(Location identification entries)

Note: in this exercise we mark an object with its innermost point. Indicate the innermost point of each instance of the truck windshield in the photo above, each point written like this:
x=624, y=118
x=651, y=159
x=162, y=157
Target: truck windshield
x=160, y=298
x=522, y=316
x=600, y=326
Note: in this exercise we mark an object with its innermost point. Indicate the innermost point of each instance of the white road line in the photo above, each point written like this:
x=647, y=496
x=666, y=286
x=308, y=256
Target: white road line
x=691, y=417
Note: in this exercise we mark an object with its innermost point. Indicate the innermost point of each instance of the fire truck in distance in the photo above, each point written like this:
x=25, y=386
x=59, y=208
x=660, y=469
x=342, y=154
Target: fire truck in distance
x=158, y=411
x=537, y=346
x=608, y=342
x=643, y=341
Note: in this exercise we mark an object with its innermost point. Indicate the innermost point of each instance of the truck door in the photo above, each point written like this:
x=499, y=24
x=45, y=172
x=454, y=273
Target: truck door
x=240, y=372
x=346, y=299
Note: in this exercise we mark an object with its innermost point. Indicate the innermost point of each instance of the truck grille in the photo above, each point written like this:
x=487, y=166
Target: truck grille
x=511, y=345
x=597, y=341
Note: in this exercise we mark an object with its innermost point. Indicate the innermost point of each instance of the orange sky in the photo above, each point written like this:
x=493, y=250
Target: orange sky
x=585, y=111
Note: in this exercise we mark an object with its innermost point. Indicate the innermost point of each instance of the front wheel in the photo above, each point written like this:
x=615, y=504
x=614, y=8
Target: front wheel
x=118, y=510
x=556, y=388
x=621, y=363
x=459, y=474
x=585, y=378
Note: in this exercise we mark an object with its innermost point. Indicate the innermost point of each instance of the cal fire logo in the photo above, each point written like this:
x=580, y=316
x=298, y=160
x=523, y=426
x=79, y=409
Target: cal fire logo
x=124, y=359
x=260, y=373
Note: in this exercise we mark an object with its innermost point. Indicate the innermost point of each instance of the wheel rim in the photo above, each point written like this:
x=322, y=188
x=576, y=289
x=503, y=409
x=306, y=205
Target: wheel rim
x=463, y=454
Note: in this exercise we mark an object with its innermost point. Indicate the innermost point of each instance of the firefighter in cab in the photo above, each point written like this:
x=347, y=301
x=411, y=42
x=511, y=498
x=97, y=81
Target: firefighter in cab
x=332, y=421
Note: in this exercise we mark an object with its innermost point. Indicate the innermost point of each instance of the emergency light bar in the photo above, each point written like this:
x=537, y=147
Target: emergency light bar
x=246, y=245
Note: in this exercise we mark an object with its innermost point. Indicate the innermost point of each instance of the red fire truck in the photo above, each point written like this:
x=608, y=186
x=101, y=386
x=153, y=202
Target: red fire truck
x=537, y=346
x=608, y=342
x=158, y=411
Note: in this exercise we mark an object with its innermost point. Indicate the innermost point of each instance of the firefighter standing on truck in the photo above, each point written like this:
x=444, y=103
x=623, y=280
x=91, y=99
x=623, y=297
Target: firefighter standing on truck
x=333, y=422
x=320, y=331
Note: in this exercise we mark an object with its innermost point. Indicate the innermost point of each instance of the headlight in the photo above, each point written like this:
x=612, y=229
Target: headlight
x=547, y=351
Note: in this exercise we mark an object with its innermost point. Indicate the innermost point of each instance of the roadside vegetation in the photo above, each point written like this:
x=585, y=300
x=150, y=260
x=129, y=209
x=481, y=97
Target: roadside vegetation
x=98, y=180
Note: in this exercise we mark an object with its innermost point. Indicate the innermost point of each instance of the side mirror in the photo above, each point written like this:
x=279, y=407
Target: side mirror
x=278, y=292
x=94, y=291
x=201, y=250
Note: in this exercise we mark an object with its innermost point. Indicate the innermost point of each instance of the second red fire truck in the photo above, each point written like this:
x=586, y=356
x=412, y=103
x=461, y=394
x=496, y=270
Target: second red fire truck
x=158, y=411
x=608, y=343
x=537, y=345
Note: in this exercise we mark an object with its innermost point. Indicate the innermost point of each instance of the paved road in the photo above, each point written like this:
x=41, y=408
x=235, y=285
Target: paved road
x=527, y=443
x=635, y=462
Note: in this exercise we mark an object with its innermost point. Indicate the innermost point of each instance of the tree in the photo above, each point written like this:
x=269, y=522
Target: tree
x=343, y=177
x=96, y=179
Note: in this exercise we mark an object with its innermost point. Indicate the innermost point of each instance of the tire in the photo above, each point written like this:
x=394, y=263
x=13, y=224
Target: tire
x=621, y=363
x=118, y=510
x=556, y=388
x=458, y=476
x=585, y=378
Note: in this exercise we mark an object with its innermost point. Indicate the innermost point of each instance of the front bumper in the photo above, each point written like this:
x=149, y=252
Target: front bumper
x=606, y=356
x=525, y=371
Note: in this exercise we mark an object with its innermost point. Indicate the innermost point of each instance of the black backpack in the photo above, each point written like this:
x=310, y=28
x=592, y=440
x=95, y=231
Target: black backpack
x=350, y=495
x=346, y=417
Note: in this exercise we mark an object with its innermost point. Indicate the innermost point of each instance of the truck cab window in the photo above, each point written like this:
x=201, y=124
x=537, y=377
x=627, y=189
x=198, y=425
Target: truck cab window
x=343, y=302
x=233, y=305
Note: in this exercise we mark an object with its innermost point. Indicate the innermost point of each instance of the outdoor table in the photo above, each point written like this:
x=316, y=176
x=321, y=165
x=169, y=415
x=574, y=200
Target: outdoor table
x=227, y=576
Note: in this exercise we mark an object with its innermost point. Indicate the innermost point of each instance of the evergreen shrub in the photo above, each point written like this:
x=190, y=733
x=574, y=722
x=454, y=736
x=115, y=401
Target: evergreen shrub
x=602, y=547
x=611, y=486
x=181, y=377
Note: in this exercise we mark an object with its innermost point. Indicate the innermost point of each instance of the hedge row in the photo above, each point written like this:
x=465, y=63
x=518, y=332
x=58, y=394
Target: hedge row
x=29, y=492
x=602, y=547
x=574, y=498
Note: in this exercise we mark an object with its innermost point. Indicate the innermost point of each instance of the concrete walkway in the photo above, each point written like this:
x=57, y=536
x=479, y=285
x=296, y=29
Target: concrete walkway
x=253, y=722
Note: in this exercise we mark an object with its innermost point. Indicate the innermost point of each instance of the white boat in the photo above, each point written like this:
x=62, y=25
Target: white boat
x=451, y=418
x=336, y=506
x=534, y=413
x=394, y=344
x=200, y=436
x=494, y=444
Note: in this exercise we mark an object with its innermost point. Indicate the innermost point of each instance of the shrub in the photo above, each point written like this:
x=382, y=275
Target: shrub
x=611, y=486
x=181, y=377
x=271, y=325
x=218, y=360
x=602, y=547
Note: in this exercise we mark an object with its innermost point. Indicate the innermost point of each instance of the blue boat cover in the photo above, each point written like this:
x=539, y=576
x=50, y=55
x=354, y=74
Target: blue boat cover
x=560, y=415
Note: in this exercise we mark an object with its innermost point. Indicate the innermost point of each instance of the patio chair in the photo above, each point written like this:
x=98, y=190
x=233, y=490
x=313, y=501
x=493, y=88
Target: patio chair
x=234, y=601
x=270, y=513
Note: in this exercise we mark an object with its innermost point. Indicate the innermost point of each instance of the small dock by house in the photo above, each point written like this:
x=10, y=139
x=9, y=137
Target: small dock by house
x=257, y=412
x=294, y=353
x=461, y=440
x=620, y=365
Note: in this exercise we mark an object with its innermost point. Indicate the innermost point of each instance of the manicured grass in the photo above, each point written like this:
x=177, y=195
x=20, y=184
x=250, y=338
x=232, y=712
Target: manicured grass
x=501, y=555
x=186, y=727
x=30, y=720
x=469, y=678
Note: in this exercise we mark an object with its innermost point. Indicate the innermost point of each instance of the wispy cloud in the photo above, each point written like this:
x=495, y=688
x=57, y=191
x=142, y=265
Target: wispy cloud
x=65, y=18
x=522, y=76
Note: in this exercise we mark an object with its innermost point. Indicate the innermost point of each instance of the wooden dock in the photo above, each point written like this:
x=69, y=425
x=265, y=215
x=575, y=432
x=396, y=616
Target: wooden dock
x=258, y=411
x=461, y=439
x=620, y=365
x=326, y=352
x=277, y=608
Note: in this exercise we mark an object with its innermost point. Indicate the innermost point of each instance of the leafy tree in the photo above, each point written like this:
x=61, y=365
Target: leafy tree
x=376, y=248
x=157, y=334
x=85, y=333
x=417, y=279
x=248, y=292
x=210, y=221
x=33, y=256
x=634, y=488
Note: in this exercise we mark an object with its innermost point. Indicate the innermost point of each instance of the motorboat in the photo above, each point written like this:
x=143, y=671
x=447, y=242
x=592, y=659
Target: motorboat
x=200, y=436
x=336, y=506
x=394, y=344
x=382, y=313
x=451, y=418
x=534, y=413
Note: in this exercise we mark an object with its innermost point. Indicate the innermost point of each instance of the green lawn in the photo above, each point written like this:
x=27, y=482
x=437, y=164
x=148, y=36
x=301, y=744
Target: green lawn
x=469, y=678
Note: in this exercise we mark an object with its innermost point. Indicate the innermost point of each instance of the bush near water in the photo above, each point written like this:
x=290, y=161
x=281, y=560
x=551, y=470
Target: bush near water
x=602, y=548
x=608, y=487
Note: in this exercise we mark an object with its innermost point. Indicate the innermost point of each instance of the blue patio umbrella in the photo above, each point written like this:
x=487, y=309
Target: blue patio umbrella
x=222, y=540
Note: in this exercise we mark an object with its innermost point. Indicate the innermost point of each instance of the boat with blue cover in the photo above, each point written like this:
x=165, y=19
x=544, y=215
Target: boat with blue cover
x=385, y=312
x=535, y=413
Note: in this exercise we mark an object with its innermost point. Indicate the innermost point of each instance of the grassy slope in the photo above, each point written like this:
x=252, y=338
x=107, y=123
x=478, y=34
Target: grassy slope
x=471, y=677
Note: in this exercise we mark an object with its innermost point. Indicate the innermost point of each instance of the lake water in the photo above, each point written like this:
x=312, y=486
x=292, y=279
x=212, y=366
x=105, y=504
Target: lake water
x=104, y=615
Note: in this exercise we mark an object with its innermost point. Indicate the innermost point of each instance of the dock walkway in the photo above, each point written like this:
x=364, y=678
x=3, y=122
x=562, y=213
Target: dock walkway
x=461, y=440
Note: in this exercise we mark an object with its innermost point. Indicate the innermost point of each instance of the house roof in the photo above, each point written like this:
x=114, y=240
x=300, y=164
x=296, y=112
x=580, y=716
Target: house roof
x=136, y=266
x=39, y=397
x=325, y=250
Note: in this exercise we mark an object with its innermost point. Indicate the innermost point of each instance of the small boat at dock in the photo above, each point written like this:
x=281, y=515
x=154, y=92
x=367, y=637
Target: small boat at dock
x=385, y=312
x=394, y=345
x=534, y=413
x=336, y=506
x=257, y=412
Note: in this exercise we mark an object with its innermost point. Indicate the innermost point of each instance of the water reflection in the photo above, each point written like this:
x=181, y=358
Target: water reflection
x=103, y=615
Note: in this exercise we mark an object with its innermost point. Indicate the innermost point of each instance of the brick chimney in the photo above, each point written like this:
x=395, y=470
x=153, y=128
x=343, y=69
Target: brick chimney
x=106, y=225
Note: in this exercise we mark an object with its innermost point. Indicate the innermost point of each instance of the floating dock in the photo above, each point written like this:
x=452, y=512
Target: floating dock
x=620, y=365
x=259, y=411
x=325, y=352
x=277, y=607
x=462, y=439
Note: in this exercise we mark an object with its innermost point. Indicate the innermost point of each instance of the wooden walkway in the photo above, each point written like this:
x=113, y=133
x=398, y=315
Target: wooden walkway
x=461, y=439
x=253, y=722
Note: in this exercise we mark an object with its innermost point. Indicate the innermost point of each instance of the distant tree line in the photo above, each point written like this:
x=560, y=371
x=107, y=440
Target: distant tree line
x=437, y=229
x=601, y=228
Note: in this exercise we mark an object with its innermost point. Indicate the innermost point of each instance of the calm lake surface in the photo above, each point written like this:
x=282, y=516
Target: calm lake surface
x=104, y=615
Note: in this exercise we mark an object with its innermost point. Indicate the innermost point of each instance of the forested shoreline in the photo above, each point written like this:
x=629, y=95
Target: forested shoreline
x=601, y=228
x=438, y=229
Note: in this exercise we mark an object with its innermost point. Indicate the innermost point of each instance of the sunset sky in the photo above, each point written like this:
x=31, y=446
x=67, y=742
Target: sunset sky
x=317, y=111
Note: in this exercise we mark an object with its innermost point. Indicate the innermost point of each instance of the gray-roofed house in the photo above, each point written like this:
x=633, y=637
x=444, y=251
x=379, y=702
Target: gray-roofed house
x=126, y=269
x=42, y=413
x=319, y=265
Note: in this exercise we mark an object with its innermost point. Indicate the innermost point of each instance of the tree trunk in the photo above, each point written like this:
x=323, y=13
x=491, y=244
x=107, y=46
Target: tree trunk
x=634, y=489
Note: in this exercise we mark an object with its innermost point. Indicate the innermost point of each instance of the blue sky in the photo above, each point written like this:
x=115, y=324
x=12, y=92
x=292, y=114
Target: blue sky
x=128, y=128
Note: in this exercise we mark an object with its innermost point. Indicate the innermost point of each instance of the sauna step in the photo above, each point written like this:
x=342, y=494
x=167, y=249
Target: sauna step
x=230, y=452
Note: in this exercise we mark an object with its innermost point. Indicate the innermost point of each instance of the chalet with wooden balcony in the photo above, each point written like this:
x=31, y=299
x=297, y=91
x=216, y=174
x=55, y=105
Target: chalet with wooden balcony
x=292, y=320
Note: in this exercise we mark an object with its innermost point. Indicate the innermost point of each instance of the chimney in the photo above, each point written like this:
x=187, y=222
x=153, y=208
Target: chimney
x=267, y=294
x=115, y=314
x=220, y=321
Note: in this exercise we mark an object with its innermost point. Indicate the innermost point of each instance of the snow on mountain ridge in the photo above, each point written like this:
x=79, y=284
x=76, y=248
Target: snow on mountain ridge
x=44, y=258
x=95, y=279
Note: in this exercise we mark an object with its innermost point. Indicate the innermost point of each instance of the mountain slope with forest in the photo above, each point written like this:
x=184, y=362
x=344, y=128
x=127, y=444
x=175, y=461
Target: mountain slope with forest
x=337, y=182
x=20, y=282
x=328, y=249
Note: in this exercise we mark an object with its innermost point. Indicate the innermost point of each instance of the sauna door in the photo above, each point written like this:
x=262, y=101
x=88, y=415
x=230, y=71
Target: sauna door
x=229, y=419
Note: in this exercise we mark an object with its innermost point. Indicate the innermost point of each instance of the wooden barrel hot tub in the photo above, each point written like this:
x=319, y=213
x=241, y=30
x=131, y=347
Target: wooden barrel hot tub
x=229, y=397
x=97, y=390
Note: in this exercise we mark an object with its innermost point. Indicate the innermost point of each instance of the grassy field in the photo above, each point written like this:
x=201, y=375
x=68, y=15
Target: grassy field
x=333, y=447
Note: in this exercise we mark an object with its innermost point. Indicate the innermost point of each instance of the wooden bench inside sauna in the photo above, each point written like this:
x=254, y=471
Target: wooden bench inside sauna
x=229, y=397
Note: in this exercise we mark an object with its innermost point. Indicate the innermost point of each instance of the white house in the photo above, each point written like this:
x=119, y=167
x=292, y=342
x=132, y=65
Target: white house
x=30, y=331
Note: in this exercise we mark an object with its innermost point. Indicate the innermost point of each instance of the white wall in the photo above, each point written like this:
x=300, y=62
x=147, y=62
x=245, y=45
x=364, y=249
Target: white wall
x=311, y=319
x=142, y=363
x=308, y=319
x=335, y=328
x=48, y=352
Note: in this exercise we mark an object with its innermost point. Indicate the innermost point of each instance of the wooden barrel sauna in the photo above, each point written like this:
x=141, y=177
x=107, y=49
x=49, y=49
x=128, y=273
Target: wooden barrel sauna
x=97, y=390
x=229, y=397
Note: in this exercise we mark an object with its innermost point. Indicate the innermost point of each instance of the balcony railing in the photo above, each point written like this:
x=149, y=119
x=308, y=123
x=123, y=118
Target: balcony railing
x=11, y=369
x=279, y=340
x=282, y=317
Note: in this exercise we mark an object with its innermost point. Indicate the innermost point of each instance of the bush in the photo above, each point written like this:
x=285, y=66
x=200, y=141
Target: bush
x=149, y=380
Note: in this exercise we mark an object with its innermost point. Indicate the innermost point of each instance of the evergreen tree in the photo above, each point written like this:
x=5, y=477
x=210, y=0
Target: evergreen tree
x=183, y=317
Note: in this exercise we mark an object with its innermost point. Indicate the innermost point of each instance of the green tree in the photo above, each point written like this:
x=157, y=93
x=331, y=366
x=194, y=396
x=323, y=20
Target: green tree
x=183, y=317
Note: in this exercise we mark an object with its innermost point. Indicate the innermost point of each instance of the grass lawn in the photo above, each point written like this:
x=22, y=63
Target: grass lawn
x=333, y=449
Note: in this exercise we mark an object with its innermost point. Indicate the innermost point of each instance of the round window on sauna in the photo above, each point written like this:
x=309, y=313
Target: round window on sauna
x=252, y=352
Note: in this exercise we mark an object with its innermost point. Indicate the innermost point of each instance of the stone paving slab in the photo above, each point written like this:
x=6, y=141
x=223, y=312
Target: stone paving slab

### Required task
Give the lines exactly as they stand, from the line with "the green tree" through the end of the material.

### Response to this exercise
Note: in this exercise we mark an object with its innermost point. Indicate the innermost point of each instance of the green tree in the photo above, each point written like this:
x=157, y=93
x=331, y=366
x=194, y=396
x=323, y=20
Target: green tree
x=183, y=317
Note: in this exercise we mark an object with its innermost point. Indicate the innermost point of each instance of the grass lawn in the photo above, each point written like this:
x=22, y=63
Target: grass lawn
x=333, y=449
Note: in this exercise we mark an object with its innermost point. Indicate the innermost point of each instance of the round window on sauna in the photo above, each point written like this:
x=309, y=313
Target: round window on sauna
x=252, y=352
Note: in this exercise we mark an object with its innermost point. Indicate the innermost point of each instance of the stone paving slab in the photo above, each point written like this:
x=6, y=141
x=223, y=312
Target: stone paving slab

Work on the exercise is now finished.